* **ВОПРОСЫ К ТЕКСТУ**
1. Какой возраст называет Владимир Рембовский в интервью?
2. Перепишите фрагмент интервью от слов «Владимир Романович, осталась» до слов «источник развития науки.», заменив «мечта» на «цель».
3. Допишите интервью с Владимиром Рембовским: продолжите его после последней реплики.

Владимир Романович, осталась что-то такое, что бы Вы хотели сделать, но еще не сделали? Есть какая-то мечта в науке, в жизни, в работе?
Владимир Рембовский:
Наверное, она есть у всех. Но, если я скажу, что я хотел сделать, но не сделаю – как быть тогда? Мне кажется, что в 74 года есть смысл оглянуться назад, в первую очередь. А ожидать каких-то сверхъестественных вкладов в область, которой я занимаюсь – наверное, молодым уже нужно заниматься этим делом более прицельно, на более профессиональном уровне, более высоком, чем мы занимались. Наука ― она и есть наука, она продвигаются вперед. Всё, что было, принимается во внимание, но берется не как истина в последней инстанции, а как источник развития науки.
Елена Женина:
Сейчас принято говорить, что молодежь, которая приходит в науку и, вообще, выходит из стен университетов, не настолько глубоко обучена, как, например, ваше поколение. Так ли это?

* **ПРЕДОСТАВЛЕННЫЕ ДАННЫЕ**
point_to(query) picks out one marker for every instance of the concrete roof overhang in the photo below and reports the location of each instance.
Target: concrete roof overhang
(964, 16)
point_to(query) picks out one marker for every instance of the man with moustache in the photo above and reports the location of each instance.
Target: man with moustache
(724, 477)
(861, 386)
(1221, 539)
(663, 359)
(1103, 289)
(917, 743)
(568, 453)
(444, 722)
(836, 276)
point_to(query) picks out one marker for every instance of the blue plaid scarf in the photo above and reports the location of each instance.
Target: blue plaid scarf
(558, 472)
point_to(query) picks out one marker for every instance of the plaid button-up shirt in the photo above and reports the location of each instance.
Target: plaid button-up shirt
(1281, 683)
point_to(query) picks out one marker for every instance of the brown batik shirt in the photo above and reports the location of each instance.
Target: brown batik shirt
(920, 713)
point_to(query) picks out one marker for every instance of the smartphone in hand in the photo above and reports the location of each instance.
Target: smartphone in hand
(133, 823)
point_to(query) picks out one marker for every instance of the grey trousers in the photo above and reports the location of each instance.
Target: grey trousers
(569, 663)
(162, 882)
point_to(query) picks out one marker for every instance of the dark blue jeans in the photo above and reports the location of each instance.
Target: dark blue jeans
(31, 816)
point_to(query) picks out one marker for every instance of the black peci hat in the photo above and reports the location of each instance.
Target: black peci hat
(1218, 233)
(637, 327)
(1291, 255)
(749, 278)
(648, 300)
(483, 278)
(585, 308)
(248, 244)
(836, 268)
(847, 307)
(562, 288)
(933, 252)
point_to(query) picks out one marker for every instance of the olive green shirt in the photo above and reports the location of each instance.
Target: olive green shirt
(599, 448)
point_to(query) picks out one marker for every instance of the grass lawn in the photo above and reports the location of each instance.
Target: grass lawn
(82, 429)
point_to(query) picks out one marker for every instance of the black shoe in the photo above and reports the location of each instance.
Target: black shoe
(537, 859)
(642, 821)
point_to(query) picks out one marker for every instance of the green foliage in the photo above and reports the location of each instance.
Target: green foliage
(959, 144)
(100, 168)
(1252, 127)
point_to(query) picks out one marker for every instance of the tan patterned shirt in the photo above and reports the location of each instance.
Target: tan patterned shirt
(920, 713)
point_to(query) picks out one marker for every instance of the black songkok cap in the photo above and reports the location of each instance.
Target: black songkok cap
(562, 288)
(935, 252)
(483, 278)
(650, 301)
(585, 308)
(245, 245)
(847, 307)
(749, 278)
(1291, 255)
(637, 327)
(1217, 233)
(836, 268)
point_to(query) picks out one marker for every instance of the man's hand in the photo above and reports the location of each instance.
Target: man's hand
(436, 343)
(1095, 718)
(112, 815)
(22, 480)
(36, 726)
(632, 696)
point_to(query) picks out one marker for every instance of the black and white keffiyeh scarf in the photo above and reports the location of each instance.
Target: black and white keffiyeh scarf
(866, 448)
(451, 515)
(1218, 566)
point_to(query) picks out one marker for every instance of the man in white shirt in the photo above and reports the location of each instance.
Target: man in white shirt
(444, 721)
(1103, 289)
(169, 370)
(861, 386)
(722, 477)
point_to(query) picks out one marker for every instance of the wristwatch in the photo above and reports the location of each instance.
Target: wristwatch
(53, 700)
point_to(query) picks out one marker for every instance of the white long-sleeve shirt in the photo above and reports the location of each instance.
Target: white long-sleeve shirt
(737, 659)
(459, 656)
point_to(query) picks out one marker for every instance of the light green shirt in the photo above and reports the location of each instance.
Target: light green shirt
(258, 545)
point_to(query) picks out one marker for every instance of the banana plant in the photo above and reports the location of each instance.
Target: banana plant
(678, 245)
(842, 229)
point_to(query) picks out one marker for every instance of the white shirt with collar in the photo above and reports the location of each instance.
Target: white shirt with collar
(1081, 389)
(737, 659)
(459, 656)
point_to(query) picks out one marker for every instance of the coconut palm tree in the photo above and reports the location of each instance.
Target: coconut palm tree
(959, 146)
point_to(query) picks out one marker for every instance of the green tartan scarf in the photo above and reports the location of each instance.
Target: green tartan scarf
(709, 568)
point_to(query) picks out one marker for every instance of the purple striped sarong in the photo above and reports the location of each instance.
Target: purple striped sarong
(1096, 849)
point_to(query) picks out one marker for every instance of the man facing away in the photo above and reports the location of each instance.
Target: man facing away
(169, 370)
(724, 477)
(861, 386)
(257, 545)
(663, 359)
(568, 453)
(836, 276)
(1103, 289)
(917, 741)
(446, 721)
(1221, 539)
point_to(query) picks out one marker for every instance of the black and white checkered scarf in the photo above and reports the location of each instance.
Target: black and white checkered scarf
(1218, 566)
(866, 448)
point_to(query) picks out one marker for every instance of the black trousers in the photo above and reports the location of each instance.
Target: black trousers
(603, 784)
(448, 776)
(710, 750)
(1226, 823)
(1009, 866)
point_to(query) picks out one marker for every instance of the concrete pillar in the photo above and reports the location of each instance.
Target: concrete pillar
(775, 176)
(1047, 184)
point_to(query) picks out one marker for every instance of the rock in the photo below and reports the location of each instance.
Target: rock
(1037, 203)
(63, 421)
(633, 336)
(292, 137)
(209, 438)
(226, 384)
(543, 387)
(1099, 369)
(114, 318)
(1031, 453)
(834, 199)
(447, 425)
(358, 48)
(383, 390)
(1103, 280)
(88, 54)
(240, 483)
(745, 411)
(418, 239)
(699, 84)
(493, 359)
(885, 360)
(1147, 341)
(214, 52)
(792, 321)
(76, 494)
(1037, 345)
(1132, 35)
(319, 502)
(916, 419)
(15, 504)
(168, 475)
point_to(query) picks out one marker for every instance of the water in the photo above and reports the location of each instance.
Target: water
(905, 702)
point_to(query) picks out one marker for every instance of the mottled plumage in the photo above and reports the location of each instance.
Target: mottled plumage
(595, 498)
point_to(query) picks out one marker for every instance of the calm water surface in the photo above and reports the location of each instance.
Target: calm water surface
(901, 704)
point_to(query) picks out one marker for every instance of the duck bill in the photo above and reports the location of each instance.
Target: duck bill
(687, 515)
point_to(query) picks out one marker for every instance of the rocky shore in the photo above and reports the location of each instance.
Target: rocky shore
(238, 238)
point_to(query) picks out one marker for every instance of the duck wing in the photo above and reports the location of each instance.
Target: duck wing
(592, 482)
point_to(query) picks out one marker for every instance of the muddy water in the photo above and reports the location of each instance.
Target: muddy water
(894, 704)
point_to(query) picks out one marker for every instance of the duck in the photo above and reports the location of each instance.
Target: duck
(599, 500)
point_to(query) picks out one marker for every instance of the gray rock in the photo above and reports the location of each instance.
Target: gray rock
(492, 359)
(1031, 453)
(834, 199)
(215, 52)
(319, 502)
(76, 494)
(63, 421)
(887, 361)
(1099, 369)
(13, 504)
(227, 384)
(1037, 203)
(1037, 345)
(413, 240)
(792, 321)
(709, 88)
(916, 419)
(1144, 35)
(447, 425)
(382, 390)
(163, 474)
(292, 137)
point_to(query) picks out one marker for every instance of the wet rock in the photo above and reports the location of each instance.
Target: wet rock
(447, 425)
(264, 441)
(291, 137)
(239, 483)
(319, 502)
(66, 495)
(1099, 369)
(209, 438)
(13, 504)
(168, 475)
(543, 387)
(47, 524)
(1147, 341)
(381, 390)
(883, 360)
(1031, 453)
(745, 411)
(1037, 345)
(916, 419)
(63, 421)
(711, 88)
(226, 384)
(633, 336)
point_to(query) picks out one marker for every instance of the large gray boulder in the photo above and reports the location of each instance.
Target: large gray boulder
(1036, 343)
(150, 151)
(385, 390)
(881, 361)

* **ОТВЕТЫ К ЗАДАНИЯМ**
1. 74 года.

2.
Владимир Романович, осталась что-то такое, что бы Вы хотели сделать, но еще не сделали? Есть какая-то цель в науке, в жизни, в работе?
Владимир Рембовский:
Наверное, она есть у всех. Но, если я скажу, что я хотел сделать, но не сделаю – как быть тогда? Мне кажется, что в 74 года есть смысл оглянуться назад, в первую очередь. А ожидать каких-то сверхъестественных вкладов в область, которой я занимаюсь – наверное, молодым уже нужно заниматься этим делом более прицельно, на более профессиональном уровне, более высоком, чем мы занимались. Наука ― она и есть наука, она продвигаются вперед. Всё, что было, принимается во внимание, но берется не как истина в последней инстанции, а как источник развития науки.

3.
Владимир Рембовский:
Я бы не сказал, все зависит от конкретного выпускника. У нас когда-то была возможность выезжать и попытаться склонить того или иного выпускника работать у нас, отбирать себе кадры. Это был очень хороший рычаг и, как правило, он срабатывал процентов на 90. Я боюсь сказать, что выпускники менее подготовлены, но, наверное, они меньше знают традиционной медицины или традиционной токсикологии, которые знает мое поколение. Но им это уже не надо, потому что всё находится в компьютерах. Они должны быть адресными учеными, знать, где находится, что с этим сделать, во что может развиться как система? В действительности, у них уже другой уровень развития. Я думаю, что большинству молодых специалистов вузовской подготовки хватает. Если не хватает, то есть самообразование. Я, кроме Военно-медицинской академии, больше ничего не кончал, ничего. Остальное ― книги, библиотека, поездки в Москву в «публичку» – вот где основной источник.
Елена Женина:
На сегодняшний день книги, библиотеку и поездки заменяет компьютер: можно открыть и всё прочитать, абсолютно любые статьи, любую научную библиотеку.
Владимир Рембовский:
Да, совершенно верно. Но лучше уже в этом возрасте самим писать книги, а не в компьютере сидеть.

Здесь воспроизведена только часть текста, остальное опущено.